Selected excerpt:
FreeBSD Mail Archives

Date:      Wed, 14 Dec 2011 15:10:49 -0500
From:      Arnaud Lacombe <lacombar@gmail.com>
To:        Monthadar Al Jaberi <monthadar@gmail.com>
Cc:        freebsd-hackers@freebsd.org
Subject:   Re: loop inside uma_zfree critical section
Message-ID:  <CACqU3MV-vXJ=GSV%2BOJWUwoymOQronbduTYgzbc82q=qPoXDSFA@mail.gmail.com>
In-Reply-To: <CA%2BsBSoK-sT4t1Xi1NtUykH1O7j1zaQJWiHSqDGFJKiWYxHebcw@mail.gmail.com>
References:  <CA%2BsBSoJrRf8t6KJQy6xwa_VoH67cYWo5ZUZKBTEwLwrx%2BiXknw@mail.gmail.com> <201112130935.33975.jhb@freebsd.org> <CA%2BsBSoLOndp288yrH_w5W3MwhjtUZ4Dp2edGs-i9WQfK9oLvNg@mail.gmail.com> <CA%2BsBSoK-sT4t1Xi1NtUykH1O7j1zaQJWiHSqDGFJKiWYxHebcw@mail.gmail.com>


Hi,

On Wed, Dec 14, 2011 at 2:47 PM, Monthadar Al Jaberi
<monthadar@gmail.com> wrote:
> On Tue, Dec 13, 2011 at 4:50 PM, Monthadar Al Jaberi
> <monthadar@gmail.com> wrote:
>> On Tue, Dec 13, 2011 at 3:35 PM, John Baldwin <jhb@freebsd.org> wrote:
>>> On Tuesday, December 13, 2011 7:46:34 am Monthadar Al Jaberi wrote:
>>>> Hi,
>>>>
>>>> I am not sure why I am having this problem, but looking
>>>> at the code I dont understand uma_core.c really good.

Exercise tasks:
A - In the FreeBSD mailing list message, which source file does Monthadar Al Jaberi say he doesn't understand well?
B - Continue the FreeBSD mailing list message from the point where it stops.

Data excerpt:
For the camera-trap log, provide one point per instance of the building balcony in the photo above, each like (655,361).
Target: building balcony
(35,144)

Answer list:
A - uma_core.c

B -
>>>> So I hope someone can shed a light on this:
>>>>
>>>> I am running on an arm board and and running a kernel module
>>>> that behaves like a wlan interface. so I tx and rx packets.
>>>>
>>>> For now tx is only only sending beacon like frames.
>>>> This is done through using ieee80211_beacon_alloc().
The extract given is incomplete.